Supplied passage:
begin

If you believe in democracy, and the rule of law, and citizenship, then the responsibility obviously lies with people who create and publish pictures, not the makers of tools.

Think of it. You can use a phone camera to produce illegal pictures. What kind of a world would we live in if Apple was required to run an AI filter on your pics to determine whether they comply with the laws?

A different question is if X actually hosts generated pictures that are illegal in the UK. In that case, X acts as a publisher, and you can sue them along with the creator for removal.

4 comments

Photoshop does have (since the late 1990s or so) algorithms to detect and prevent editing images of currency.

The power of the AI tools is so great in comparison to a non-AI image editor that there's probably debate on who -- the user, or the operator of the AI -- is creating the image.

https://en.wikipedia.org/wiki/EURion_constellation

> The power of the AI tools is so great in comparison to a non-AI image editor that there's probably debate on who -- the user, or the operator of the AI -- is creating the image.

Compute power is irrelevent. What's relevant in law is who is causing the generation, and that's obviously the operator.

end

Direction A: Pick out each row below that contains the string "hair", and copy those rows in full. Case counts.

Pointing records:
begin

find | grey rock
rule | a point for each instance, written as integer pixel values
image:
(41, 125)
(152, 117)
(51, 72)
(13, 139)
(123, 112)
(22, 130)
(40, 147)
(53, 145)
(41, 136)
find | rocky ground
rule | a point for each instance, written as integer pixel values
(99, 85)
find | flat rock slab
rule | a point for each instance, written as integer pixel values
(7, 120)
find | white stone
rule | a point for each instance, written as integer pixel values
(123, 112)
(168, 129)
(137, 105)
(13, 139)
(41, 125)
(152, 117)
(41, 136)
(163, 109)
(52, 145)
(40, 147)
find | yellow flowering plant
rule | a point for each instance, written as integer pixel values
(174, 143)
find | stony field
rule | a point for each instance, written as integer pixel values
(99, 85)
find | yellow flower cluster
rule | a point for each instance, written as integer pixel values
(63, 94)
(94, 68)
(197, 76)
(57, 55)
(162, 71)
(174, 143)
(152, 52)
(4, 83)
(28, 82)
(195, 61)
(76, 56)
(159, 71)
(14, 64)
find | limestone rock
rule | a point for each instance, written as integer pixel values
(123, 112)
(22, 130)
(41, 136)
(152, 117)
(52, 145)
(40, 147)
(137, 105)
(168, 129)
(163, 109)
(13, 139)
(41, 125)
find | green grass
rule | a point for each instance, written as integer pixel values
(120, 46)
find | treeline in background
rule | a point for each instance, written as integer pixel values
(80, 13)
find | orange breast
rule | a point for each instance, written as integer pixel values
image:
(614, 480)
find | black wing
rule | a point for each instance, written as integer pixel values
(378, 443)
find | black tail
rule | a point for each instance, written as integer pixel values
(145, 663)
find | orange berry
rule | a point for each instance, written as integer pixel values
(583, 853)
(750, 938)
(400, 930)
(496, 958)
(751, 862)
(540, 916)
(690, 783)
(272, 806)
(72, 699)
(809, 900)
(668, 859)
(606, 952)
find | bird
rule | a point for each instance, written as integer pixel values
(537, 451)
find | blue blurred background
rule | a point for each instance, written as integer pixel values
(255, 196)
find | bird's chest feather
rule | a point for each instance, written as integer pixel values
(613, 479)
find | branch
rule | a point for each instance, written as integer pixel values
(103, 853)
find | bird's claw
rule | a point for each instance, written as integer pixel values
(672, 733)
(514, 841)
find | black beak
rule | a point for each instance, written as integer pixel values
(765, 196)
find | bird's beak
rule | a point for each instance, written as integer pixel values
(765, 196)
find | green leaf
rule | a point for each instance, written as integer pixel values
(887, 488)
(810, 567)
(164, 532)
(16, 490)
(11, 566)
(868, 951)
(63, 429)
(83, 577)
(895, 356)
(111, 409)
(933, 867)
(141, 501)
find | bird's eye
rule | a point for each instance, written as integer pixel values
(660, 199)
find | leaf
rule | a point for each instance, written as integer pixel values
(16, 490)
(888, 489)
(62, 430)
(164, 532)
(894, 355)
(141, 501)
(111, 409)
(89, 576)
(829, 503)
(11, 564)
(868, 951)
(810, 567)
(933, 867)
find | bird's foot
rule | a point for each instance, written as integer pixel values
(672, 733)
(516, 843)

end
begin

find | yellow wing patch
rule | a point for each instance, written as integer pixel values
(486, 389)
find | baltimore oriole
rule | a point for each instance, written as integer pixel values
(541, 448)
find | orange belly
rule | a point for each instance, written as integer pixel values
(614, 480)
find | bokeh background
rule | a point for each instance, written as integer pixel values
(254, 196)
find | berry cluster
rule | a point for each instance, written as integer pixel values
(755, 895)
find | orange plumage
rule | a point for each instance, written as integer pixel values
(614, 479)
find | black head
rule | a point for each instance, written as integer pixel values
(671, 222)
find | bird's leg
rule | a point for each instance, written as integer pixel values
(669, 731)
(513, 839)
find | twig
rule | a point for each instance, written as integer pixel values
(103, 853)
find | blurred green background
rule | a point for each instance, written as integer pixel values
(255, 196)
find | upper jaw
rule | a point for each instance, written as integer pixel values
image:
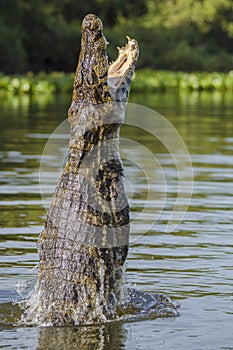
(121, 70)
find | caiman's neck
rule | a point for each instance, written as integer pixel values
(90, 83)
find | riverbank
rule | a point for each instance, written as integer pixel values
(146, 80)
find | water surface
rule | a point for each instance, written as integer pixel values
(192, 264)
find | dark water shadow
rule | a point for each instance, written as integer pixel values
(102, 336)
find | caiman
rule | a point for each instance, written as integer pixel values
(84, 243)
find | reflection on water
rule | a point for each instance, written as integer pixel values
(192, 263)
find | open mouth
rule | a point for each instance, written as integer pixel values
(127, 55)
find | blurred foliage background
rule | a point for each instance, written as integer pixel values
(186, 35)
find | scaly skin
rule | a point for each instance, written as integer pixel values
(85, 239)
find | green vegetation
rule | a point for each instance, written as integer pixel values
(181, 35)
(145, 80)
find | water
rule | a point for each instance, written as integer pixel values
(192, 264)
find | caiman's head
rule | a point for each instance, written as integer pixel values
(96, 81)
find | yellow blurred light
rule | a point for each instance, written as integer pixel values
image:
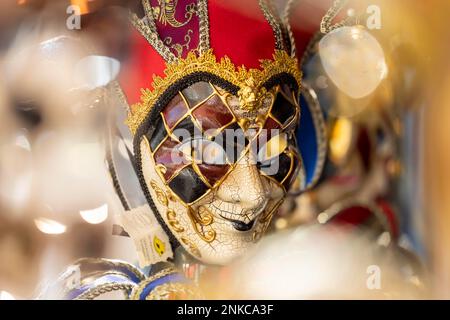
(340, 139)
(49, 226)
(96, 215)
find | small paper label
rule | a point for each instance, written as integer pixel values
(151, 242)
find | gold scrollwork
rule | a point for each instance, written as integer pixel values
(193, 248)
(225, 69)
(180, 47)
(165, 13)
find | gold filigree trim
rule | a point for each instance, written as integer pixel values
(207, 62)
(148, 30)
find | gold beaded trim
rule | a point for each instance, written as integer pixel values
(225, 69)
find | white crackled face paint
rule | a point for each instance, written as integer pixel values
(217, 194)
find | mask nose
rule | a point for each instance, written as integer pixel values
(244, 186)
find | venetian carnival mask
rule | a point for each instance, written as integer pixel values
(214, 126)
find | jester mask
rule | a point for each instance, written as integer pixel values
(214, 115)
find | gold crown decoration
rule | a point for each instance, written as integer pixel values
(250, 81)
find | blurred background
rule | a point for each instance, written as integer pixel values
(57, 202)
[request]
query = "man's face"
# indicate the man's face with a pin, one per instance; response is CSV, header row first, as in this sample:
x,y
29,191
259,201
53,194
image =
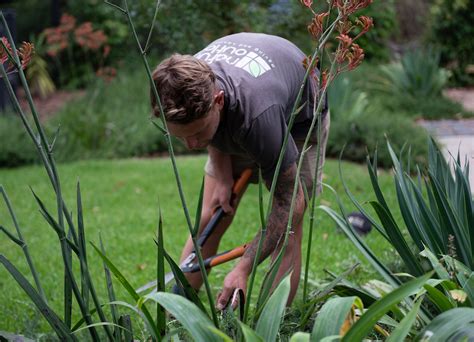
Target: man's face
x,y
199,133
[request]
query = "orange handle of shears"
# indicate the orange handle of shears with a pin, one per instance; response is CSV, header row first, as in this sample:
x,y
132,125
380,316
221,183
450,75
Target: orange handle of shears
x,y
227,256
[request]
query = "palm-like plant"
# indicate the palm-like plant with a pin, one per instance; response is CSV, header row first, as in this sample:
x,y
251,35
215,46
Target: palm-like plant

end
begin

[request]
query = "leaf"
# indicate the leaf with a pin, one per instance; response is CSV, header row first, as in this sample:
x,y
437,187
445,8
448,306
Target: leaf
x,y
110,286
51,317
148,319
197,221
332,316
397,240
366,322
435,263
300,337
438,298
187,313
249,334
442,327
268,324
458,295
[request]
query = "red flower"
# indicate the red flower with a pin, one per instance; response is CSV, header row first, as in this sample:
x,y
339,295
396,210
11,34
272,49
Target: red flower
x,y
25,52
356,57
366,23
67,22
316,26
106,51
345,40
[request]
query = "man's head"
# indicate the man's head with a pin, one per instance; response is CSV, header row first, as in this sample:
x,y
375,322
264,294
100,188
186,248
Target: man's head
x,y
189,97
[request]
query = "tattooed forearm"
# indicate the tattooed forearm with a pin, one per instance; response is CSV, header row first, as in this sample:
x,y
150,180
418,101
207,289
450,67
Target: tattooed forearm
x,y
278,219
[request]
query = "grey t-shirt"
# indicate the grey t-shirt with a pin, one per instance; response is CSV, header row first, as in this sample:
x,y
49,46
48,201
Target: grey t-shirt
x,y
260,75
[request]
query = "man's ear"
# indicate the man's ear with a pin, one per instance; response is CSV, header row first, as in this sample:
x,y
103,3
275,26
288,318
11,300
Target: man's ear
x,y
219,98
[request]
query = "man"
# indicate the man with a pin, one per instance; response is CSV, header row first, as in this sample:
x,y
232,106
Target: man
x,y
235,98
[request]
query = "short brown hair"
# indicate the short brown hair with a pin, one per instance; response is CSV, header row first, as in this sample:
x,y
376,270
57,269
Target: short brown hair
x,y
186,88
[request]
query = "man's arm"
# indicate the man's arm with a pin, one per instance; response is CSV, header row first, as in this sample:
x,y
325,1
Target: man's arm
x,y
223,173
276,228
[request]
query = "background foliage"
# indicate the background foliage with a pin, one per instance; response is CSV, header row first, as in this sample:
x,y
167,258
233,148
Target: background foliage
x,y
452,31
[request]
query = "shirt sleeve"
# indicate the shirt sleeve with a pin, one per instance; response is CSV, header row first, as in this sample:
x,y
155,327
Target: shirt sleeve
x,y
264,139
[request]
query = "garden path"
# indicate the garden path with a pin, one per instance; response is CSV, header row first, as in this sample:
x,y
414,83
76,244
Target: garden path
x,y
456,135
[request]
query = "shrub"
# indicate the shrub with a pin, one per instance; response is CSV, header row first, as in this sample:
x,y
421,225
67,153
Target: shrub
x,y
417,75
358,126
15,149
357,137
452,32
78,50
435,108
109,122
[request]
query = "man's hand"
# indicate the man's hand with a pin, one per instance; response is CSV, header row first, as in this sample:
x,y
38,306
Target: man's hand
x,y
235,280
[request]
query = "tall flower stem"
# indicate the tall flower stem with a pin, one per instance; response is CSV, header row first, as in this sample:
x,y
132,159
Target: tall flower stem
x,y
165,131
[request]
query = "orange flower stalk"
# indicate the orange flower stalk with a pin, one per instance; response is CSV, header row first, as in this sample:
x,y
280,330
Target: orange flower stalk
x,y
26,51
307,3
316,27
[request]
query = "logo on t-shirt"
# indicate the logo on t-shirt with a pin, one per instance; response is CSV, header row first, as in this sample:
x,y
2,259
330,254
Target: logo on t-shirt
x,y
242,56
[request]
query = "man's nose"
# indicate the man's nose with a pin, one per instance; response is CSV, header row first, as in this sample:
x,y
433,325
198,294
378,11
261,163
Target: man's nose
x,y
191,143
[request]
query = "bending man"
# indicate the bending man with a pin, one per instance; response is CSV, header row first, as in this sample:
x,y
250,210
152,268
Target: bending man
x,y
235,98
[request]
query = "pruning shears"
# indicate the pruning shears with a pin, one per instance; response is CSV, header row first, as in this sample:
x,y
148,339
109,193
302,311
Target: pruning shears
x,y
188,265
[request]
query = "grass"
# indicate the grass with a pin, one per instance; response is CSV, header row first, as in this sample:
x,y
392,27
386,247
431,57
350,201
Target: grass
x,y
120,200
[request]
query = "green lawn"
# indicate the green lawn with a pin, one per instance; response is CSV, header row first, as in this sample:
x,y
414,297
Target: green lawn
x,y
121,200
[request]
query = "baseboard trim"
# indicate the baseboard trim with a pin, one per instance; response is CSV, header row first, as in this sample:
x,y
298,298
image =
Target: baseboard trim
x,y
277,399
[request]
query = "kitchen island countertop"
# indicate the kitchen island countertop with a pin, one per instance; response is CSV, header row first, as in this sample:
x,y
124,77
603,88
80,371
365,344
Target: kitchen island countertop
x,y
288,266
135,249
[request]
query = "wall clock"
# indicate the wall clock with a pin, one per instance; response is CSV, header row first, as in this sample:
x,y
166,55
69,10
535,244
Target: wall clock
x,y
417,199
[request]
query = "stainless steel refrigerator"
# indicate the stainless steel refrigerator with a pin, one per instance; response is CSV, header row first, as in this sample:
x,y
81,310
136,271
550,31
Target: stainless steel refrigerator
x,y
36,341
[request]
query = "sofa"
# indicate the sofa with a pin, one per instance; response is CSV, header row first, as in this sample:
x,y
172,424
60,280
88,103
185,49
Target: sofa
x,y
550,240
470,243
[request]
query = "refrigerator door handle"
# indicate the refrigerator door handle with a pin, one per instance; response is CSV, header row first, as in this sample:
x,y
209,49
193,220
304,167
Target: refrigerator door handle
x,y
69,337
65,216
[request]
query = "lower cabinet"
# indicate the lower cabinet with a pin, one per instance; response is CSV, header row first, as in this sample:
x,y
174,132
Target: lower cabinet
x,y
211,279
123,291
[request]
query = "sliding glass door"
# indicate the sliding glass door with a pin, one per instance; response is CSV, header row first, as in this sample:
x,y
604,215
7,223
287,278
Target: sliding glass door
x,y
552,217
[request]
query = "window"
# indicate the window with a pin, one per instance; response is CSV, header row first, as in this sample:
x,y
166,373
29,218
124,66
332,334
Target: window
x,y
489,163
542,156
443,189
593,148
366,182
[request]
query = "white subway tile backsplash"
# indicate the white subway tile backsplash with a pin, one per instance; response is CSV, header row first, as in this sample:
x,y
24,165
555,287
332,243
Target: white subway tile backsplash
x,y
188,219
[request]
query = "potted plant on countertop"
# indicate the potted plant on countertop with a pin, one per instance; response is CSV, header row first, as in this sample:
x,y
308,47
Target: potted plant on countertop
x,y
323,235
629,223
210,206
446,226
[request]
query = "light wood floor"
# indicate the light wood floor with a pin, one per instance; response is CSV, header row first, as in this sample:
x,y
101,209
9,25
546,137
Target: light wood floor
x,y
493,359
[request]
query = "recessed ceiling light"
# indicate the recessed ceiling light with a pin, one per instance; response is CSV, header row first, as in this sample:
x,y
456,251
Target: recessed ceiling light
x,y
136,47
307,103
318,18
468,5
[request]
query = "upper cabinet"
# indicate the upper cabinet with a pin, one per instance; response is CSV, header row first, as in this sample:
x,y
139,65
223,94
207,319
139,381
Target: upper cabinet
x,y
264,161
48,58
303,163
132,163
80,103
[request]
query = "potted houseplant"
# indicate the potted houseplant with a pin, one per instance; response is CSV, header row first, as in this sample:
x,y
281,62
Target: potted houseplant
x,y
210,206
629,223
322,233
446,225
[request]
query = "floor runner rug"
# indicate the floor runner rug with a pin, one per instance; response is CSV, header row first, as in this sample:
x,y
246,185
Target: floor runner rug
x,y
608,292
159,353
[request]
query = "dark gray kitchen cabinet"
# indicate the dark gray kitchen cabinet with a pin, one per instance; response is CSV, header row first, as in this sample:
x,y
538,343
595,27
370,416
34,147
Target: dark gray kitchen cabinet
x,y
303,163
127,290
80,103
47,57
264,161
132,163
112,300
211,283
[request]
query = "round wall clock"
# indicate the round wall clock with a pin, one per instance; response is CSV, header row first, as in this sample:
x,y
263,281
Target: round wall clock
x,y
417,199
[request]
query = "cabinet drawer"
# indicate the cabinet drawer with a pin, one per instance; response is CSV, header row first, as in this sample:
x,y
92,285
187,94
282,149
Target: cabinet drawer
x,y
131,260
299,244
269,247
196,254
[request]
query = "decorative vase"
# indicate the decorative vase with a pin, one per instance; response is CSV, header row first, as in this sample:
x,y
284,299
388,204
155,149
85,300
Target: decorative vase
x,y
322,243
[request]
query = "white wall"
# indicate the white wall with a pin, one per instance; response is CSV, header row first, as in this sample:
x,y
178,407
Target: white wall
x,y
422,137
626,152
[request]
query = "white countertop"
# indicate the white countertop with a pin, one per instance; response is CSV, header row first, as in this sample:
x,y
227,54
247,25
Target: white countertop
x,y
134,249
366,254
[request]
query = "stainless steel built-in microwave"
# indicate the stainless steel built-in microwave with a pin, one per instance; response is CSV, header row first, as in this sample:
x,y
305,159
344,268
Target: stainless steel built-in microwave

end

Direction B: Carry on the passage about legal responsibility for AI-generated pictures, starting right after its last sentence.

Output A:
query = "short brown hair"
# indicate the short brown hair with a pin, one per instance; response is CSV, header row first, as in this sample:
Target: short brown hair

Output B:
Sorry. Correction: What's relevant in law is who is causing the generation, and that's obviously the user.
There is a big difference between running spyware on things running locally, and monitoring how people use a service running on your own computers. The former means you have to exfiltrate data, the latter is monitoring data you already have.

Photoshop in the 90s was the former, Grok is the latter.

> A different question is if X actually hosts generated pictures that are illegal in the UK.

If the answer was Yes, these Govt. complaints would claim so. They don't.

The Govt's problem is imagery it calls 'barely legal'. I.e. "legal but we wish it wasn't." https://www.theguardian.com/society/2025/aug/03/uk-pornograp...

Apple does run software for detecting CSAM on pictures users store to the cloud.
That's to ensure Apple compliance, not user compliance.